Advanced Expressions:

# List operations
df_list = pl.DataFrame({
    "values": [[1, 2, 3], [4, 5], [6, 7, 8, 9]]
})

df_list.select([
    pl.col("values"),
    pl.col("values").list.len().alias("count"),
    pl.col("values").list.sum().alias("sum"),
    pl.col("values").list.mean().alias("mean"),
    pl.col("values").list.first().alias("first"),
    pl.col("values").list.last().alias("last"),
    pl.col("values").list.get(0).alias("index_0"),
    pl.col("values").list.contains(5).alias("has_5")
])

# Struct operations
df_struct = pl.DataFrame({
    "point": [{"x": 1, "y": 2}, {"x": 3, "y": 4}]
})

df_struct.select([
    pl.col("point"),
    pl.col("point").struct.field("x").alias("x"),
    pl.col("point").struct.field("y").alias("y")
])

# Date/time operations
df_dt = pl.DataFrame({
    "timestamp": pl.date_range(
        datetime(2025, 1, 1),
        datetime(2025, 12, 31),
        "1d",
        eager=True
    )
})

df_dt.select([
    pl.col("timestamp"),
    pl.col("timestamp").dt.year().alias("year"),
    pl.col("timestamp").dt.month().alias("month"),
    pl.col("timestamp").dt.day().alias("day"),
    pl.col("timestamp").dt.weekday().alias("weekday"),
    pl.col("timestamp").dt.week().alias("week"),
    pl.col("timestamp").dt.quarter().alias("quarter"),
    pl.col("timestamp").dt.strftime("%Y-%m-%d").alias("formatted")
])

4. GroupBy and Aggregations

Basic GroupBy:

import polars as pl

df = pl.DataFrame({
    "category": ["A", "B", "A", "B", "A", "C"],
    "subcategory": ["x", "y", "x", "y", "z", "x"],
    "value": [100, 200, 150, 250, 175, 300],
    "quantity": [10, 20, 15, 25, 12, 30]
})

# Simple aggregation
result = df.group_by("category").agg([
    pl.col("value").sum().alias("total_value"),
    pl.col("value").mean().alias("avg_value"),
    pl.col("value").min().alias("min_value"),
    pl.col("value").max().alias("max_value"),
    pl.col("value").std().alias("std_value"),
    pl.col("quantity").sum().alias("total_quantity"),
    pl.count().alias("count")
])

print(result)

# Multiple group keys
result = df.group_by(["category", "subcategory"]).agg([
    pl.col("value").sum(),
    pl.count()
])

# Maintain order
result = df.group_by("category", maintain_order=True).agg(
    pl.col("value").sum()
)

# Dynamic aggregations
agg_exprs = [
    pl.col(c).mean().alias(f"{c}_mean")
    for c in ["value", "quantity"]
]
result = df.group_by("category").agg(agg_exprs)

** Objective **
Output the part of the Polars tutorial above that starts at "# Simple aggregation" and ends at "print(result)", with no changes.

** Material **

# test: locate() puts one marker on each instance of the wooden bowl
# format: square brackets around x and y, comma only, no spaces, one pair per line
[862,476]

** Answer to the task **
# Simple aggregation
result = df.group_by("category").agg([
    pl.col("value").sum().alias("total_value"),
    pl.col("value").mean().alias("avg_value"),
    pl.col("value").min().alias("min_value"),
    pl.col("value").max().alias("max_value"),
    pl.col("value").std().alias("std_value"),
    pl.col("quantity").sum().alias("total_quantity"),
    pl.count().alias("count")
])

print(result)